§ WHAT NEEDS TO BE DONE: All records below are to be duplicated exactly, with every picture excluded.

§ MATERIAL TO PROCESS:
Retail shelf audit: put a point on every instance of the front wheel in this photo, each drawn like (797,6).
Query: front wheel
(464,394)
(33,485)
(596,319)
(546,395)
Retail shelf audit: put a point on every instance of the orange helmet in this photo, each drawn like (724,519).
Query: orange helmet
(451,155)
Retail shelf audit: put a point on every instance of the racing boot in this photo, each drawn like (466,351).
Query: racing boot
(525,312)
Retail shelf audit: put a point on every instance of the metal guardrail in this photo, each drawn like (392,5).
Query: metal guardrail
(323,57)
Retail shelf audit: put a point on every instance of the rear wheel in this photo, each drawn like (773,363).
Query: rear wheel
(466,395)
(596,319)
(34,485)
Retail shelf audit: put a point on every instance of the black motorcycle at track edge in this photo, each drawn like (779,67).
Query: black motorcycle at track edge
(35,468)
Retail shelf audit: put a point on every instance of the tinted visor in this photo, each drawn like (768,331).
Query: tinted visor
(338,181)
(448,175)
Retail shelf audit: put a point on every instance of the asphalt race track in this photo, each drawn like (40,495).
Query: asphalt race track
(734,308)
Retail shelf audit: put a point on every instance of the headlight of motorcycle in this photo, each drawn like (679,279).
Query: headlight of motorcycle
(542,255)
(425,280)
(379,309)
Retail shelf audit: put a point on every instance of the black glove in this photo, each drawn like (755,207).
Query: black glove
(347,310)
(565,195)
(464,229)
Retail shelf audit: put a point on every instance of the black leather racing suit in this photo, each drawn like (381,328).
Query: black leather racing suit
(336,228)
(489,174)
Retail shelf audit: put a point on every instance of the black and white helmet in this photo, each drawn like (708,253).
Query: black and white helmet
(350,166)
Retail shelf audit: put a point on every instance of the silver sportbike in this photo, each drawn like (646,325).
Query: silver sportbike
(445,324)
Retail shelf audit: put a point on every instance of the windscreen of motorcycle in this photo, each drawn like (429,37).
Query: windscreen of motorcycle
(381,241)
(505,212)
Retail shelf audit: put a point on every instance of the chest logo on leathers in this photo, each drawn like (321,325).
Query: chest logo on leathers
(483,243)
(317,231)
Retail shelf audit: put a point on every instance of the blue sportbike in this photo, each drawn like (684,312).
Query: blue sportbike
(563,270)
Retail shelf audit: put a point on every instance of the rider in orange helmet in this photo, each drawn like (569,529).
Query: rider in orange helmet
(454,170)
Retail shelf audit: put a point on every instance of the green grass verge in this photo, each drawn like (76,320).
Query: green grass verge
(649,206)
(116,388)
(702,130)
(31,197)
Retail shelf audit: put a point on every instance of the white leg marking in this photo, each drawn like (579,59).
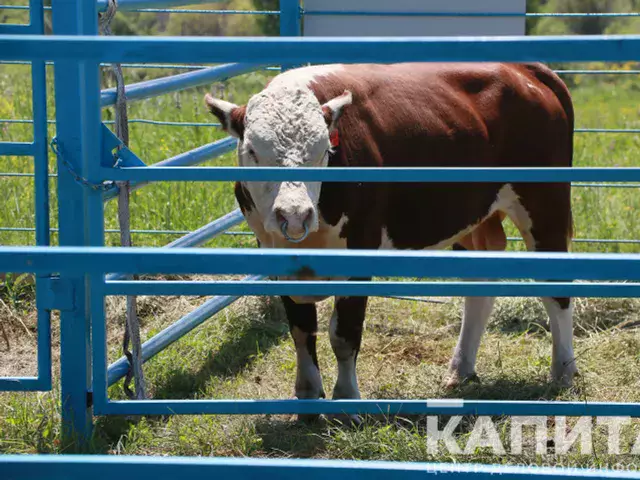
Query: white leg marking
(308,379)
(347,383)
(563,364)
(474,320)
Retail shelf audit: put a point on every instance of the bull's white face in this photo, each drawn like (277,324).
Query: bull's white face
(285,126)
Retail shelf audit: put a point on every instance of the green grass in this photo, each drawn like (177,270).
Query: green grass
(245,351)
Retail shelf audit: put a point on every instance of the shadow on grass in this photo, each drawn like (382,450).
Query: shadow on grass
(291,438)
(239,351)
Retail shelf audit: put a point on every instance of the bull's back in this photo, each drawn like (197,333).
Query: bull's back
(442,115)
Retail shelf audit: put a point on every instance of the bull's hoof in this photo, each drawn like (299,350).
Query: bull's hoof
(563,374)
(309,418)
(341,419)
(456,380)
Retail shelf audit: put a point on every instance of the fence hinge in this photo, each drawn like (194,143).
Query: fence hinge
(55,293)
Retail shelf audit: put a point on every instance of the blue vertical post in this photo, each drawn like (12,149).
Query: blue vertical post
(77,89)
(41,185)
(290,25)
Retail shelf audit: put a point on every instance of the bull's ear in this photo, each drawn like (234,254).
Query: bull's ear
(332,110)
(231,116)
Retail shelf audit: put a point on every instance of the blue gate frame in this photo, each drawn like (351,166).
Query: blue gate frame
(38,149)
(75,277)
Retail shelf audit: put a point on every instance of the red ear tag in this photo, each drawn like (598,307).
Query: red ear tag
(334,138)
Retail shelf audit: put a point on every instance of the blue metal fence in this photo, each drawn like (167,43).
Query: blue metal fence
(75,277)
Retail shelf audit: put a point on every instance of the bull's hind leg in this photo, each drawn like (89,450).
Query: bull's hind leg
(345,331)
(542,213)
(303,324)
(477,310)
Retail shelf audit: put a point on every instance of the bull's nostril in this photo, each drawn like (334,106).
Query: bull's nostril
(280,216)
(307,215)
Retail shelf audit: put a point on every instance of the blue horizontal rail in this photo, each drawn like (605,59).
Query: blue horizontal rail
(23,384)
(183,160)
(365,407)
(17,148)
(174,83)
(198,67)
(128,5)
(108,467)
(381,13)
(202,235)
(323,263)
(207,124)
(152,232)
(623,241)
(375,289)
(207,11)
(177,330)
(366,174)
(287,50)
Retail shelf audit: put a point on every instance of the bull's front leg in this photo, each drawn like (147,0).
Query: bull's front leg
(303,325)
(345,331)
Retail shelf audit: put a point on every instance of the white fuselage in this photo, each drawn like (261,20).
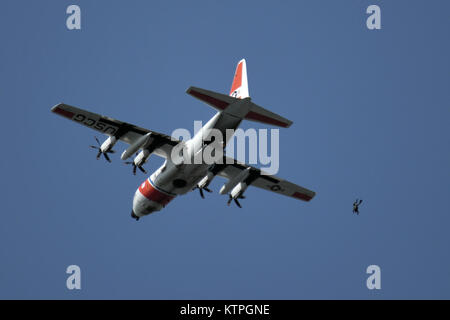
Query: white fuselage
(173,179)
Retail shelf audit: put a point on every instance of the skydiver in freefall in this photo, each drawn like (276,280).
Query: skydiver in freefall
(356,206)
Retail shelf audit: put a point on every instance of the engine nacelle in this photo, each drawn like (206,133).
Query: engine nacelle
(235,181)
(108,144)
(204,183)
(238,190)
(141,142)
(142,157)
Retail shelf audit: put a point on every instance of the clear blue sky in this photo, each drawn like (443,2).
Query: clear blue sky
(371,119)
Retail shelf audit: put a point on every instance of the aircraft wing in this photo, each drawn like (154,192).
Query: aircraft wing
(123,131)
(258,179)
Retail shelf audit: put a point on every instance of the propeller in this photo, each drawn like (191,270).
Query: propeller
(100,152)
(235,200)
(136,167)
(201,191)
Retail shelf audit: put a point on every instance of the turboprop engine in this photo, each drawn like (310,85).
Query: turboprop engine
(236,186)
(105,147)
(141,157)
(204,183)
(139,160)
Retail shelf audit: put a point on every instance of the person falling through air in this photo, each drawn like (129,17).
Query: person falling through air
(356,206)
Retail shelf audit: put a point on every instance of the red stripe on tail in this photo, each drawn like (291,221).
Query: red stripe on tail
(237,81)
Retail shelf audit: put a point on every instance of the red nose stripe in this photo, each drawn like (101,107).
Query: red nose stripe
(151,193)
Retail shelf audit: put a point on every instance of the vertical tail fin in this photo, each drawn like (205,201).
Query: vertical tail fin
(239,88)
(236,103)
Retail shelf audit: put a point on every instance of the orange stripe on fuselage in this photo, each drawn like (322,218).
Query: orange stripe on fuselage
(237,81)
(151,193)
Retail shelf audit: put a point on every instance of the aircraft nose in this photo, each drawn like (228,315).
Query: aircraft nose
(134,216)
(143,206)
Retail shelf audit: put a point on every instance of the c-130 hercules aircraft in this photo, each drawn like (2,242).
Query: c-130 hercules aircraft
(173,179)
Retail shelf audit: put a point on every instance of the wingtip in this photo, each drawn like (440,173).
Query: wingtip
(55,107)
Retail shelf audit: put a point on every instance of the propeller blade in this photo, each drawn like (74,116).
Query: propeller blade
(142,169)
(106,157)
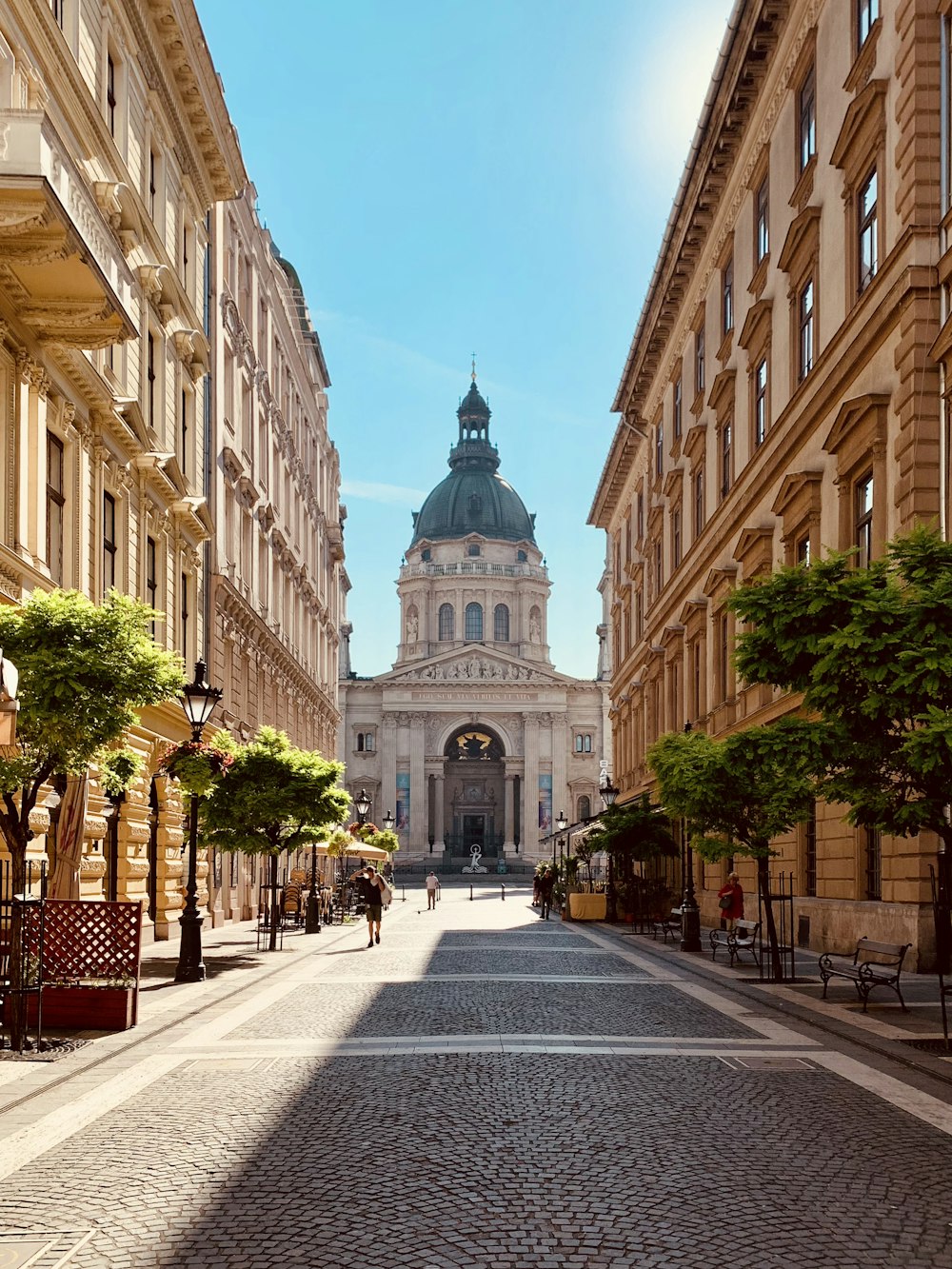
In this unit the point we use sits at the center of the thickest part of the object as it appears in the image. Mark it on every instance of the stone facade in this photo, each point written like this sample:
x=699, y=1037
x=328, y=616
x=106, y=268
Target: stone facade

§ ANSWER BOX:
Retail shelf audit: put a point on every instance of the front wheel in this photo, each drawn like (797,6).
Query: front wheel
(464,394)
(33,485)
(596,319)
(546,395)
Retail shelf audit: put a point on every instance of the orange helmet in this photo, each drawn like (724,519).
Query: orange helmet
(451,155)
Retail shelf audit: put a point on every instance of the racing boot in this photo, each drawn like (466,351).
Query: racing boot
(525,312)
Retail shelf audit: put a point on every instance of the metal guardrail in this photo, each drawn like (392,5).
Query: metal guardrail
(323,57)
Retail shelf audit: put a point on every instance of the rear wheel in this photo, each drawn like (773,363).
Query: rear wheel
(466,395)
(596,319)
(34,485)
Retail shelf audit: put a point on every instance of the black motorcycle at track edge in this photo, each drawn like (779,67).
Query: black motorcycle at track edge
(35,468)
Retail shelf audit: put a point on every instance of the tinted visor in this photo, each drawn like (768,331).
Query: tinted visor
(338,181)
(448,175)
Retail shelf audit: put a point on every instance of the asphalt race track in this photo, each drawn like (40,495).
Query: asphalt race track
(734,308)
Retail shelf audit: put a point on every instance of the headlight of motorcycle in this photo, each drawn like (679,279).
Query: headlight of motorcycle
(542,255)
(425,280)
(379,309)
Retail shelf audit: put a point on every instance of the black glove in this photo, each drawn like (755,207).
Query: black glove
(347,310)
(565,195)
(464,229)
Retail shelf audit: put a point on every instance of the black leather racing suit in this photo, each drawn like (381,328).
Query: black leather racing suit
(336,228)
(489,174)
Retail shelf audit: put a point on every instance of the black and white helmet in this photo, each drawn like (708,253).
Query: black and white helmet
(350,166)
Retail shelf audit: put a point on every instance of the silver sportbike in this photo, each drawn like (646,325).
Query: silver sportbike
(445,324)
Retail shelf audit: put a point on every instance of the windscreen of motorcycle in this photo, each drawn like (429,37).
Query: windscreen of motorcycle
(381,241)
(505,212)
Retail shelf audit: put a point on every instance of the chest logo on leathers in this photo, each drawn like (321,325).
Query: chest logo on leathers
(483,243)
(317,231)
Retail shelf audit: put a point on every instance of the blue sportbike in this photo, each drawn like (684,312).
Query: blue sportbike
(563,270)
Retail shelf audit: put a point on every instance of the rider in orange helmet in this photo, each drawn like (569,529).
Query: rider in orange helmet
(454,170)
Retail shelf audit: put a point on every instance of the green grass verge in this photo, each drawn like (76,320).
Query: green grass verge
(649,206)
(116,388)
(702,130)
(31,197)
Retail shelf audit: put a point on every instance of the white leg marking in this photo, each drawn like (579,59).
Query: white leg marking
(308,379)
(347,383)
(563,364)
(474,320)
Retail shelf audit: put a point on every instance of the bull's white face in this photo, each drawn like (277,324).
Query: bull's white face
(285,126)
Retail shelf audit: put a point on every instance of the green grass in this photo, each drawn like (177,270).
Query: green grass
(245,351)
Retail shelf audit: put a point on every instance of the shadow on grass in this photo, each drawn like (382,450).
Query: shadow on grass
(291,438)
(239,351)
Retail shelf audit: put a point on every instance of the bull's back in this photo, each drawn like (197,333).
Query: bull's back
(442,115)
Retail shelf audit: put a point on every instance of the bull's hoof in this photo, each drawn like (299,350).
Query: bull's hoof
(563,374)
(309,418)
(341,419)
(456,380)
Retail shelf audit: put a point on every instance of the fence hinge in this photo, each drawn like (194,143).
Query: fence hinge
(55,293)
Retail shelf audit: put a point on every instance of the blue vertical post in this photo, each drawn like (12,149).
Query: blue vertical post
(77,89)
(41,185)
(290,25)
Retail shelf audit: put a point on every instance of the bull's ear in this photo, each drawn like (234,254).
Query: bull's ear
(332,110)
(231,116)
Retail shelf audit: put a point on every instance of the blue gate frame in this photo, each drawn like (351,166).
Query: blue gate frame
(38,149)
(75,277)
Retail shelf audit: put a point on every instance of the red ear tag in this photo, each drawn like (598,307).
Query: red ear tag
(334,138)
Retail shelf audit: put a point on every instance of the blue metal fence in this photo, each drawn like (167,43).
Query: blue metal fence
(75,277)
Retail shelf audit: put a point on every instance of the bull's hind leg in this photo, each drawn like (89,450).
Query: bull's hind leg
(345,331)
(542,213)
(303,324)
(477,310)
Retail shelf audit: put a point on every instance of the bull's nostril in this photo, each drawn like (334,106).
Query: bull's nostril
(280,216)
(307,215)
Retail shelf audit: put a point on every instance of the blue horizontal rail in this photo, each drawn like (605,59).
Query: blue horizontal rail
(23,384)
(183,160)
(365,407)
(17,148)
(174,83)
(198,67)
(128,5)
(108,467)
(381,13)
(202,235)
(323,263)
(207,124)
(152,232)
(623,241)
(375,289)
(207,11)
(177,330)
(366,174)
(287,50)
Retail shelf audit: put a point on every instance of the bull's front leg in this photo, each drawn like (147,0).
Query: bull's front leg
(303,325)
(345,331)
Retail shelf audit: put a point on every instance of the white fuselage in this photo, each drawn like (261,20).
Query: white fuselage
(173,179)
Retail shelf audit: put a point on every instance of the skydiver in freefall in this photo, each drawn like (276,280).
Query: skydiver in freefall
(356,206)
Retail shelf audit: put a point on every instance of the engine nacelle in this photo, each drawn like (206,133).
Query: engine nacelle
(235,181)
(108,144)
(204,183)
(238,190)
(141,142)
(142,157)
Retail shelf audit: put a point on every instance of the clear blue sky in this photo, each drawn like (443,2).
Query: clear blue sky
(371,119)
Retail shelf audit: put a point on every instance of the aircraft wing in this photo, each drawn like (154,192).
Query: aircraft wing
(123,131)
(258,179)
Retail shelf audit: put a point on every instance of the propeller in this photo, each drawn like (191,270).
Query: propeller
(100,152)
(235,200)
(136,167)
(201,191)
Retail shelf audit: put a point on every instance of the turboprop engine in this photo, each drawn like (310,85).
Query: turboprop engine
(236,186)
(105,147)
(141,157)
(204,183)
(139,160)
Retail shelf audit: put a point on every instance of the person falling through air in this photo, each drawn like (129,17).
Query: person falling through air
(356,206)
Retail shelf audit: put a point on every instance of the red stripe on tail in this photo, each drawn like (291,221).
Query: red stripe on tail
(237,81)
Retail shelf audit: put a point on every instance of the red nose stripe in this photo, each drawn like (101,107).
Query: red nose stripe
(151,193)
Retail shelf audit: put a point on every instance of the vertical tail fin in this photo, each drawn like (205,201).
Query: vertical tail fin
(239,88)
(236,103)
Retail shelf audit: put a point on every instance of the orange stripe on fuselage in this photo, each drawn like (322,218).
Query: orange stripe on fuselage
(237,81)
(151,193)
Retail shelf audit: put a point on every instance of the aircraft nose in this photo, each drawn like (228,315).
Query: aircraft nose
(134,216)
(143,206)
Retail shelf audit: put a point on every instance of the c-130 hercules aircraft in this photo, each drawn like (2,242).
Query: c-130 hercules aircraft
(173,179)
Retail shelf audit: put a point on every instance of the wingtip in this photo, each drawn like (440,173).
Query: wingtip
(55,107)
Retail shelf audit: put a point on every instance of the propeller blade in this photo, each drawn like (74,116).
Query: propeller blade
(142,169)
(106,157)
In this unit the point we use sits at the center of the thickest part of the object as it appears in the image. Mark it on every instance of the stone facade in this photo, each point written like this sample:
x=699, y=1037
x=328, y=616
x=106, y=268
Target: stone facade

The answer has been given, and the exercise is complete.